YOUR INSTRUCTIONS:
Please return the full listing below without altering anything.

RECORDS TO USE:
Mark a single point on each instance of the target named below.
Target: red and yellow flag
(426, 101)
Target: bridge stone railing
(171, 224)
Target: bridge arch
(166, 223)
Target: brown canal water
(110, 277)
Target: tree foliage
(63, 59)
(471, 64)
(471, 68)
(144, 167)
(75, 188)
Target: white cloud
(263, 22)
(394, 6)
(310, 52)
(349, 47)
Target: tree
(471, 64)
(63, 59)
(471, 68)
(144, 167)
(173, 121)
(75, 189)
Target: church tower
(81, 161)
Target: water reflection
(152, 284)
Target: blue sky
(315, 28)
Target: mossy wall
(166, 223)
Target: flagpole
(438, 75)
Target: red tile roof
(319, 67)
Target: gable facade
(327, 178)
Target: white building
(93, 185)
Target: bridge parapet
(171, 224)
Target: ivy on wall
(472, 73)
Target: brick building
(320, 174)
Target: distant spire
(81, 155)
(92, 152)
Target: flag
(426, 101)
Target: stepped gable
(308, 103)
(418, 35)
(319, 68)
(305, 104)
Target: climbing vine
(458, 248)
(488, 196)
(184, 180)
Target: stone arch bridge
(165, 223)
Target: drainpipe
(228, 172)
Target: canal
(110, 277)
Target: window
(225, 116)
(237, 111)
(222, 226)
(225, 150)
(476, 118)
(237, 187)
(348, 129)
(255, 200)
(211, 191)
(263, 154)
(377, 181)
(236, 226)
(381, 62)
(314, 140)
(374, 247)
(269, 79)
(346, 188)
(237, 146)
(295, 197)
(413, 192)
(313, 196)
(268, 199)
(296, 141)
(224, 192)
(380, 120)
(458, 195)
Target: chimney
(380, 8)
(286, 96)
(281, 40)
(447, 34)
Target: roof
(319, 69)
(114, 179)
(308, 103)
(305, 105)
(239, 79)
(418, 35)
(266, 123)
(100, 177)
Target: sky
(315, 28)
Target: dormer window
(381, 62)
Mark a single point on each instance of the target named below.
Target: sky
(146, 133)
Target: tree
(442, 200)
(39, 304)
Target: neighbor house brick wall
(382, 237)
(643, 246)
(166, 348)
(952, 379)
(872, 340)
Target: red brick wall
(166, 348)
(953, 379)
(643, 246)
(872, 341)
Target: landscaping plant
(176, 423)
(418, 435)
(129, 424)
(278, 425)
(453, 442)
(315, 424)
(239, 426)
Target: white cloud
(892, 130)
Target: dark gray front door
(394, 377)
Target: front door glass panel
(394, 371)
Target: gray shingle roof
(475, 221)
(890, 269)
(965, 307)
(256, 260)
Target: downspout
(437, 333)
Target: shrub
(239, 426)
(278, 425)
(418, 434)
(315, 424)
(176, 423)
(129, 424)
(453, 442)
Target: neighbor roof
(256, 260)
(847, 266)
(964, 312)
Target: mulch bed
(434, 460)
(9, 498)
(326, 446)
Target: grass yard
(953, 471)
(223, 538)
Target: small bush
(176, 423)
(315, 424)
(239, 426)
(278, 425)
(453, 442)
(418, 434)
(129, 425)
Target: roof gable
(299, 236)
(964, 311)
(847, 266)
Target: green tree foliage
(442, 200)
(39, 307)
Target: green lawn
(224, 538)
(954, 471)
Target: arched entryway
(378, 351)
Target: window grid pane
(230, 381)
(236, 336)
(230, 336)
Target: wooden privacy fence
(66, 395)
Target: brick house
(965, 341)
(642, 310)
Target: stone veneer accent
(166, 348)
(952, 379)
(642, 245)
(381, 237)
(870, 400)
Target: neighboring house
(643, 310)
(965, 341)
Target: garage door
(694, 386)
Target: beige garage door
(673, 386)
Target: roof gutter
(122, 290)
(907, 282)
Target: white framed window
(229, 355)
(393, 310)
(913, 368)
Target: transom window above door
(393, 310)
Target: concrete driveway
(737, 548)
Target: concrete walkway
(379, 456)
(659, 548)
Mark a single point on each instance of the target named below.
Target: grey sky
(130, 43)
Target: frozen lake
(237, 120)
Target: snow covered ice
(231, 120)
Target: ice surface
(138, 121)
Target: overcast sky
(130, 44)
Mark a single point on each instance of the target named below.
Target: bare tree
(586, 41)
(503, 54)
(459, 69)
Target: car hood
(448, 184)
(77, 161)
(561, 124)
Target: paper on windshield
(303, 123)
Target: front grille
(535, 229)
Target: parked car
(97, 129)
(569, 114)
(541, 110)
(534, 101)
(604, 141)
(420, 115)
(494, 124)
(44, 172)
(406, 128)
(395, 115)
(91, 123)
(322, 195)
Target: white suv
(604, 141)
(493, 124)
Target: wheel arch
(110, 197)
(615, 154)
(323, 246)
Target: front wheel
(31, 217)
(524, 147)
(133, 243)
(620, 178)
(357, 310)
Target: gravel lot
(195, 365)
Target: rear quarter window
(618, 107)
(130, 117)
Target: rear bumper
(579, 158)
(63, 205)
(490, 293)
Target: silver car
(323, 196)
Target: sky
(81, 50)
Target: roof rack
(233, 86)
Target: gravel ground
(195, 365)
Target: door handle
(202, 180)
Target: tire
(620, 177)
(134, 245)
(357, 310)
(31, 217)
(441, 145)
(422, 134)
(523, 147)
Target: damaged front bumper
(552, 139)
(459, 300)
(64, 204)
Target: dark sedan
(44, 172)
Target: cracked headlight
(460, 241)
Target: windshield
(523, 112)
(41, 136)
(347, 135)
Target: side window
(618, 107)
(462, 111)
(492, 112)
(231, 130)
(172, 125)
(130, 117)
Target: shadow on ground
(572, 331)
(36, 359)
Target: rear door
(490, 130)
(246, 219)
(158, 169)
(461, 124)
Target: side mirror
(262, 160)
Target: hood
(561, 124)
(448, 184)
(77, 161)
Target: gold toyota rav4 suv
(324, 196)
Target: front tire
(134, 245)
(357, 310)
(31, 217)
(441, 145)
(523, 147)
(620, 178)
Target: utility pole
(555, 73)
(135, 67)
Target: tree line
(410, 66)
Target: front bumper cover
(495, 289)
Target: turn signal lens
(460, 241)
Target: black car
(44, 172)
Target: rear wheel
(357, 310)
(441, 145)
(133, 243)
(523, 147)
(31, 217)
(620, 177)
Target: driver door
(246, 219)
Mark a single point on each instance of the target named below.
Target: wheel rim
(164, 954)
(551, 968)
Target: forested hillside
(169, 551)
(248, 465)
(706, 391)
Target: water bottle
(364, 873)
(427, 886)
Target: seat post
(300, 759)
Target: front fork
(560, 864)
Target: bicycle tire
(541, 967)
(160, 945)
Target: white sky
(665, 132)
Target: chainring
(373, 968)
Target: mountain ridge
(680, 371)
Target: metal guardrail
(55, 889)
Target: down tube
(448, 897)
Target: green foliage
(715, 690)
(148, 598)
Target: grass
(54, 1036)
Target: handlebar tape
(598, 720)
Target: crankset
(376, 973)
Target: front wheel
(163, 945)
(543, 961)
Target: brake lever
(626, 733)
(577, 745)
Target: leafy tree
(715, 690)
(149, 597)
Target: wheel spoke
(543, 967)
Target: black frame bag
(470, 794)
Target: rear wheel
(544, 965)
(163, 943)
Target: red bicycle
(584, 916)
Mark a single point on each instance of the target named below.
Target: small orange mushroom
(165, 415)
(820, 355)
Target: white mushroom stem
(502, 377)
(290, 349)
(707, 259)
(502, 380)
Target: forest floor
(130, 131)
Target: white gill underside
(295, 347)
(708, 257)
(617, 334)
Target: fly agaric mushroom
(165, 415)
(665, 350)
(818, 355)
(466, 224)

COMPLETE ANSWER:
Mark a single point on each instance of the target named below.
Target: red and yellow flag
(426, 101)
Target: bridge stone railing
(171, 224)
Target: bridge arch
(166, 223)
Target: brown canal water
(110, 277)
Target: tree foliage
(63, 59)
(471, 64)
(471, 68)
(144, 167)
(75, 188)
Target: white cloud
(263, 22)
(394, 6)
(310, 52)
(349, 47)
Target: tree
(471, 64)
(63, 59)
(471, 68)
(144, 167)
(173, 121)
(75, 189)
Target: church tower
(81, 161)
Target: water reflection
(152, 284)
Target: blue sky
(315, 28)
Target: mossy wall
(166, 223)
Target: flagpole
(438, 75)
Target: red tile roof
(319, 67)
Target: gable facade
(327, 178)
Target: white building
(93, 185)
Target: bridge parapet
(171, 224)
Target: ivy on wall
(472, 73)
Target: brick building
(320, 174)
Target: distant spire
(81, 155)
(92, 152)
Target: flag
(426, 101)
Target: stepped gable
(308, 103)
(418, 35)
(319, 68)
(305, 104)
Target: climbing vine
(458, 248)
(488, 196)
(184, 180)
Target: stone arch bridge
(165, 223)
Target: drainpipe
(228, 172)
Target: canal
(110, 277)
Target: window
(225, 116)
(237, 111)
(222, 226)
(225, 150)
(476, 118)
(237, 187)
(348, 129)
(255, 200)
(211, 191)
(263, 154)
(377, 181)
(236, 226)
(381, 62)
(314, 140)
(374, 247)
(269, 79)
(346, 188)
(237, 146)
(295, 197)
(413, 192)
(313, 196)
(268, 199)
(296, 141)
(224, 192)
(380, 120)
(458, 195)
Target: chimney
(380, 8)
(286, 96)
(281, 40)
(447, 34)
Target: roof
(319, 69)
(114, 179)
(308, 103)
(305, 105)
(239, 79)
(418, 35)
(266, 123)
(100, 177)
Target: sky
(315, 28)
Target: dormer window
(381, 62)
Mark a single point on each instance of the target named below.
Target: sky
(146, 133)
Target: tree
(442, 200)
(39, 304)
Target: neighbor house brick wall
(382, 237)
(643, 246)
(166, 348)
(952, 379)
(872, 340)
Target: red brick wall
(166, 348)
(953, 379)
(643, 246)
(872, 341)
Target: landscaping plant
(176, 423)
(418, 435)
(129, 424)
(278, 425)
(453, 442)
(315, 424)
(239, 426)
Target: white cloud
(892, 130)
Target: dark gray front door
(394, 377)
Target: front door glass panel
(394, 371)
Target: gray shingle roof
(475, 221)
(890, 269)
(965, 307)
(256, 260)
Target: downspout
(437, 333)
Target: shrub
(239, 426)
(278, 425)
(418, 434)
(315, 424)
(176, 423)
(129, 424)
(453, 442)
Target: neighbor roof
(256, 260)
(847, 266)
(964, 312)
Target: mulch bed
(434, 460)
(9, 498)
(326, 446)
Target: grass yard
(953, 471)
(223, 538)
Target: small bush
(176, 423)
(315, 424)
(239, 426)
(278, 425)
(453, 442)
(418, 434)
(129, 425)
Target: roof gable
(299, 236)
(964, 311)
(847, 266)
Target: green tree foliage
(442, 200)
(39, 307)
Target: green lawn
(224, 538)
(954, 471)
Target: arched entryway
(378, 351)
Target: window grid pane
(230, 381)
(236, 336)
(230, 336)
Target: wooden privacy fence
(66, 395)
Target: brick house
(965, 341)
(642, 310)
Target: stone veneer accent
(166, 348)
(952, 379)
(642, 245)
(381, 237)
(870, 400)
Target: neighboring house
(643, 310)
(965, 341)
Target: garage door
(694, 386)
Target: beige garage door
(673, 386)
Target: roof gutter
(122, 290)
(907, 282)
Target: white framed window
(229, 355)
(393, 310)
(913, 368)
Target: transom window above door
(393, 310)
Target: concrete driveway
(737, 548)
Target: concrete walkway
(379, 456)
(659, 548)
Mark a single point on each instance of the target named below.
Target: grey sky
(130, 43)
Target: frozen lake
(237, 120)
Target: snow covered ice
(231, 120)
Target: ice surface
(138, 121)
Target: overcast sky
(130, 44)
Mark a single point on each instance of the target named below.
Target: bare tree
(586, 41)
(503, 54)
(459, 69)
Target: car hood
(448, 184)
(77, 161)
(561, 124)
Target: paper on windshield
(303, 123)
Target: front grille
(535, 229)
Target: parked car
(97, 129)
(569, 114)
(541, 110)
(534, 101)
(604, 141)
(420, 115)
(494, 124)
(44, 172)
(406, 128)
(395, 115)
(91, 123)
(322, 195)
Target: white suv
(604, 141)
(493, 124)
Target: wheel arch
(110, 197)
(615, 154)
(323, 246)
Target: front wheel
(31, 217)
(524, 147)
(133, 243)
(620, 178)
(357, 310)
Target: gravel lot
(195, 365)
Target: rear quarter window
(618, 107)
(130, 117)
Target: rear bumper
(579, 158)
(63, 205)
(490, 293)
Target: silver car
(323, 196)
Target: sky
(81, 50)
Target: roof rack
(233, 86)
Target: gravel ground
(195, 365)
Target: door handle
(202, 180)
Target: tire
(620, 177)
(134, 245)
(357, 310)
(31, 217)
(441, 145)
(422, 134)
(523, 147)
Target: damaged front bumper
(552, 139)
(459, 300)
(64, 204)
Target: dark sedan
(44, 172)
Target: cracked headlight
(460, 241)
Target: windshield
(523, 112)
(41, 136)
(347, 135)
Target: side window
(618, 107)
(462, 111)
(492, 112)
(231, 130)
(172, 125)
(130, 117)
Target: shadow on ground
(572, 331)
(36, 359)
Target: rear door
(490, 130)
(246, 219)
(158, 169)
(461, 124)
Target: side mirror
(262, 160)
Target: hood
(561, 124)
(448, 184)
(77, 161)
Target: gold toyota rav4 suv
(324, 196)
Target: front tire
(134, 245)
(357, 310)
(31, 217)
(441, 145)
(523, 147)
(620, 178)
Target: utility pole
(555, 73)
(135, 67)
Target: tree line
(410, 66)
Target: front bumper cover
(495, 289)
Target: turn signal lens
(460, 241)
Target: black car
(44, 172)
Target: rear wheel
(357, 310)
(441, 145)
(133, 243)
(523, 147)
(31, 217)
(620, 177)
Target: driver door
(246, 219)
Mark a single point on each instance of the target named below.
Target: wheel rim
(164, 954)
(551, 968)
Target: forested hillside
(169, 551)
(248, 465)
(706, 391)
Target: water bottle
(364, 873)
(427, 886)
Target: seat post
(300, 759)
Target: front fork
(560, 864)
Target: bicycle tire
(541, 967)
(160, 945)
Target: white sky
(665, 132)
Target: chainring
(373, 968)
Target: mountain ridge
(680, 371)
Target: metal guardrail
(55, 889)
Target: down tube
(448, 897)
Target: green foliage
(715, 690)
(148, 598)
Target: grass
(54, 1036)
Target: handlebar tape
(598, 720)
Target: crankset
(376, 973)
Target: front wheel
(163, 945)
(543, 961)
Target: brake lever
(626, 733)
(577, 745)
Target: leafy tree
(715, 690)
(149, 597)
Target: wheel spoke
(543, 967)
Target: black frame bag
(470, 794)
Target: rear wheel
(544, 965)
(163, 943)
Target: red bicycle
(584, 916)
Mark a single point on each instance of the target named below.
Target: small orange mushroom
(165, 415)
(820, 355)
Target: white mushroom stem
(502, 377)
(290, 349)
(707, 259)
(502, 380)
Target: forest floor
(130, 131)
Target: white gill underside
(295, 347)
(708, 257)
(617, 334)
Target: fly agaric mushroom
(165, 415)
(665, 350)
(818, 355)
(466, 224)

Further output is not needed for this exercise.